Stated problem: Will you transcribe all the entries word for word, skipping the pictures they hold?

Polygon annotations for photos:
=======
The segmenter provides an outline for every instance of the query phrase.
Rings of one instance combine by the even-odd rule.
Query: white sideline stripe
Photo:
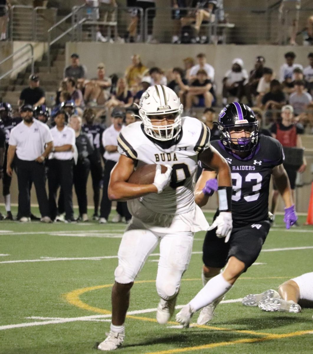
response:
[[[261,252],[274,252],[279,251],[291,251],[294,250],[307,250],[313,249],[313,246],[307,246],[303,247],[288,247],[286,248],[272,248],[262,250]],[[192,252],[192,255],[201,255],[202,251]],[[159,253],[153,253],[149,256],[160,256]],[[104,256],[98,257],[66,257],[63,258],[50,258],[49,257],[42,257],[39,259],[18,259],[16,261],[2,261],[0,262],[0,264],[5,263],[32,263],[35,262],[52,262],[56,261],[100,261],[101,259],[110,259],[113,258],[117,258],[117,256]],[[152,261],[151,262],[157,262]],[[266,263],[260,263],[265,264]],[[258,264],[256,264],[258,265]]]
[[[233,299],[221,302],[220,303],[230,303],[233,302],[239,302],[242,300],[242,298]],[[180,305],[175,306],[177,309],[182,308],[184,305]],[[127,313],[127,315],[138,315],[143,313],[148,313],[149,312],[155,312],[156,308],[153,309],[146,309],[145,310],[136,310],[135,311],[130,311]],[[80,317],[72,317],[69,318],[63,317],[42,317],[38,316],[32,316],[25,318],[28,319],[36,319],[46,320],[42,320],[41,322],[26,322],[24,323],[18,323],[15,325],[6,325],[0,326],[0,331],[5,330],[12,329],[13,328],[21,328],[23,327],[30,327],[34,326],[45,326],[46,325],[57,324],[60,323],[66,323],[68,322],[75,322],[78,321],[97,321],[110,322],[110,319],[104,320],[104,318],[110,318],[110,314],[107,315],[93,315],[91,316],[85,316]]]
[[[312,246],[303,247],[287,247],[285,248],[268,248],[262,250],[261,252],[275,252],[278,251],[292,251],[294,250],[307,250],[313,248]]]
=======
Worked answer:
The segmenter provides an outline for every instance of the query phrase.
Rings of one instance combine by the even-odd rule.
Query: white sideline stripe
Photo:
response:
[[[261,252],[274,252],[279,251],[291,251],[294,250],[307,250],[313,249],[313,246],[307,246],[303,247],[288,247],[286,248],[272,248],[262,250]],[[192,252],[192,255],[201,255],[202,251]],[[159,253],[153,253],[149,256],[160,256]],[[104,256],[98,257],[66,257],[63,258],[50,258],[49,257],[42,257],[39,259],[18,259],[16,261],[2,261],[0,262],[0,264],[5,263],[32,263],[35,262],[52,262],[56,261],[100,261],[101,259],[110,259],[113,258],[117,258],[117,256]],[[152,261],[151,262],[157,262]],[[266,263],[260,263],[265,264]],[[258,264],[256,264],[258,265]]]
[[[233,299],[221,302],[220,303],[230,303],[233,302],[239,302],[242,300],[242,298]],[[180,305],[175,306],[177,309],[182,308],[184,305]],[[127,313],[127,315],[138,315],[143,313],[148,313],[149,312],[155,312],[156,308],[153,309],[146,309],[145,310],[136,310],[135,311],[130,311]],[[80,317],[72,317],[69,318],[63,317],[42,317],[38,316],[32,316],[25,318],[28,319],[36,319],[46,320],[42,320],[41,322],[26,322],[24,323],[18,323],[15,325],[6,325],[0,326],[0,331],[5,330],[12,329],[13,328],[21,328],[23,327],[30,327],[34,326],[45,326],[46,325],[57,324],[60,323],[66,323],[68,322],[75,322],[78,321],[97,321],[110,322],[110,319],[104,320],[104,318],[110,318],[110,314],[107,315],[93,315],[91,316],[85,316]]]
[[[312,246],[303,247],[287,247],[285,248],[268,248],[262,250],[261,252],[275,252],[278,251],[292,251],[294,250],[307,250],[313,248]]]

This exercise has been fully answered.